__GIVEN TEXT__.
*** Block opens ***
One of the men had been married, and separated, and was at war with his ex. He told me how he'd been threatened by a gang of men working for her, so he had broken into a school to steal some acid to throw in her face. He got to the chemistry lab, but didn't know one chemical from another. So he gave up on that, and then, afraid to leave his fingerprints behind, set fire to the school. The school was destroyed. It wasn't long after hearing this tale that I answered a knock on the door to find four men with bats and big sticks in their hands asking for Floyd. I was very surprised that when I told them he wasn't in, they just turned round and walked away.
Anyway, that would be the beginning of my being part of the underclass of DLM. Or rather being part of it. I could go on for pages describing the burglaries and fraud, the drug use, addiction, prostitution and deaths from heroin use. The only people I got to know who lived in a more organised way were people who learned trades - carpenters, electrician, decorators. But their enterprises were set back during the years of persistent Maharaji events, when these people spent all the time and money they could scrape together to travel somewhere foreign for a couple of days.
No-one I knew seemed to have an ambition beyond getting to the next event. The rest of the world was an illusion, we were privileged to know the truth, and whatever experiences that came our way were sent to us for a reason. Judgement and ambition were taboo.
*** Block closes ***
__QUESTIONS ON THE MATERIAL__.
1. Decide whether each statement agrees with the passage about DLM. Answer yes or no, and quote the deciding words. (a) The man who broke into the school was able to find the acid he wanted. (b) Four men carrying bats and big sticks came to the door asking for Floyd. (c) Judgement and ambition were encouraged among the people the writer knew.
2. List every trade that the passage about DLM names as one learned by the more organized people.

__GIVEN ENTRIES__.
*** Block opens ***
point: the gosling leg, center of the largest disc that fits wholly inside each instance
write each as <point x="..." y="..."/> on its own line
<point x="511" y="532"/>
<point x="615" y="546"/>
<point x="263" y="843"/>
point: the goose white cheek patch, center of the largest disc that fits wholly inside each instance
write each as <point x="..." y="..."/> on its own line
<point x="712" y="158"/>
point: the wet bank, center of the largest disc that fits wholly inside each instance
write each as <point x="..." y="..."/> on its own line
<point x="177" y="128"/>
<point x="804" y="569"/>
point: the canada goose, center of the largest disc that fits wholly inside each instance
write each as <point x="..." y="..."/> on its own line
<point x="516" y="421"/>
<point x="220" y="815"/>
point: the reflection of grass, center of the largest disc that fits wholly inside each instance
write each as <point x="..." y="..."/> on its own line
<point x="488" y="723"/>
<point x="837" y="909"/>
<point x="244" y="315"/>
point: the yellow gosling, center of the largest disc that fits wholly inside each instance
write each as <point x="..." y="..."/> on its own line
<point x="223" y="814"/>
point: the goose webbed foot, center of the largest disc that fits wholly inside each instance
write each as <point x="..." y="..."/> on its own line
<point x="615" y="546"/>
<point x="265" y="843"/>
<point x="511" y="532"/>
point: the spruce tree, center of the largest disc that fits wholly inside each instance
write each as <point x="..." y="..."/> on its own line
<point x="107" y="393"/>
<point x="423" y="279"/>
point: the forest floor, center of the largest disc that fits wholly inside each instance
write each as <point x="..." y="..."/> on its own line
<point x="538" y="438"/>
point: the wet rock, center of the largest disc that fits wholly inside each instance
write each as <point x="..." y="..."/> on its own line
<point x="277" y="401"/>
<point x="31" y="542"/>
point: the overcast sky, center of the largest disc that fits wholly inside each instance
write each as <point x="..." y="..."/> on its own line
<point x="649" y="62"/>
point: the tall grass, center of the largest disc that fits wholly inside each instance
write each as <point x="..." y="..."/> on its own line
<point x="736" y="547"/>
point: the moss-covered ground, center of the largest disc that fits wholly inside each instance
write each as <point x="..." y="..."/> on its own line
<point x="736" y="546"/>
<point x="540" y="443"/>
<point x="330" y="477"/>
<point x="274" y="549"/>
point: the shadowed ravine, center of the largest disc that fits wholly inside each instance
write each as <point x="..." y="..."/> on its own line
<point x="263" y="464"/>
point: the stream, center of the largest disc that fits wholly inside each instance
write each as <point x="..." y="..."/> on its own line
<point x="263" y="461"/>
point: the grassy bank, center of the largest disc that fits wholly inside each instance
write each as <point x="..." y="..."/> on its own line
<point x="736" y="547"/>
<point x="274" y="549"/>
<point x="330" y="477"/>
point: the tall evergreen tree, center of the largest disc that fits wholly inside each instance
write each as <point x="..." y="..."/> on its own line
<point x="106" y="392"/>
*** Block closes ***
__ANSWERS PROVIDED__.
1.
(a) No: "He got to the chemistry lab, but didn't know one chemical from another."
(b) Yes: "four men with bats and big sticks in their hands asking for Floyd"
(c) No: "Judgement and ambition were taboo."

2. carpenters, electrician, decorators